- [Instructions for the task] How many lines in the records below contain the word "driveway"? Case counts. Reply with the number only.

- [Material for this task]
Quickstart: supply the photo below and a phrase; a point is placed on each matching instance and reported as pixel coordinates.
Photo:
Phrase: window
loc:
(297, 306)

...

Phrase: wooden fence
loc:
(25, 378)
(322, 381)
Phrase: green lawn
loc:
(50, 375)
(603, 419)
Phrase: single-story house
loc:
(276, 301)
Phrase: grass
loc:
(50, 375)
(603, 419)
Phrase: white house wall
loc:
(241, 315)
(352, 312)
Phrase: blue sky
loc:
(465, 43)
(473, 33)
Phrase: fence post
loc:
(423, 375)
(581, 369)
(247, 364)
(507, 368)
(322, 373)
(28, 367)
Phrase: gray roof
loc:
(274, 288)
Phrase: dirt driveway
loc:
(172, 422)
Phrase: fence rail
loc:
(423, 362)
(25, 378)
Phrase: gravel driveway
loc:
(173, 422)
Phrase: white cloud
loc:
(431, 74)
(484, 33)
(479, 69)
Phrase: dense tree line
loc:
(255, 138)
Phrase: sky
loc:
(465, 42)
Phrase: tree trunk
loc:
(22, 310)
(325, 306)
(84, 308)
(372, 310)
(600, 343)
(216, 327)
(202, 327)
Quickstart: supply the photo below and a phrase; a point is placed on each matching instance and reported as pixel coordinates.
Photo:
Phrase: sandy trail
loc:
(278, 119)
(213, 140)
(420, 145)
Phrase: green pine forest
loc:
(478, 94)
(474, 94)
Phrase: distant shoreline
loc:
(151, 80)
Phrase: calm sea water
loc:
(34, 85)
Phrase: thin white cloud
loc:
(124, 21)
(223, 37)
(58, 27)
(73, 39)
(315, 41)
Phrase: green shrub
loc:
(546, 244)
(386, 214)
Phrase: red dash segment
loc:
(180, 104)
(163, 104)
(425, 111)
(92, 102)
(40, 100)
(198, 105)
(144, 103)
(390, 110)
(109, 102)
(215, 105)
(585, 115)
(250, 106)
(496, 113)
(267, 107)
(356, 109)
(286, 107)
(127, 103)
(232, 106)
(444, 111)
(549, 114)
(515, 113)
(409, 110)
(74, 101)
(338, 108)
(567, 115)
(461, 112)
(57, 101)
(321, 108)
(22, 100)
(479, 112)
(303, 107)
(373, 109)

- [Answer for this exercise] 2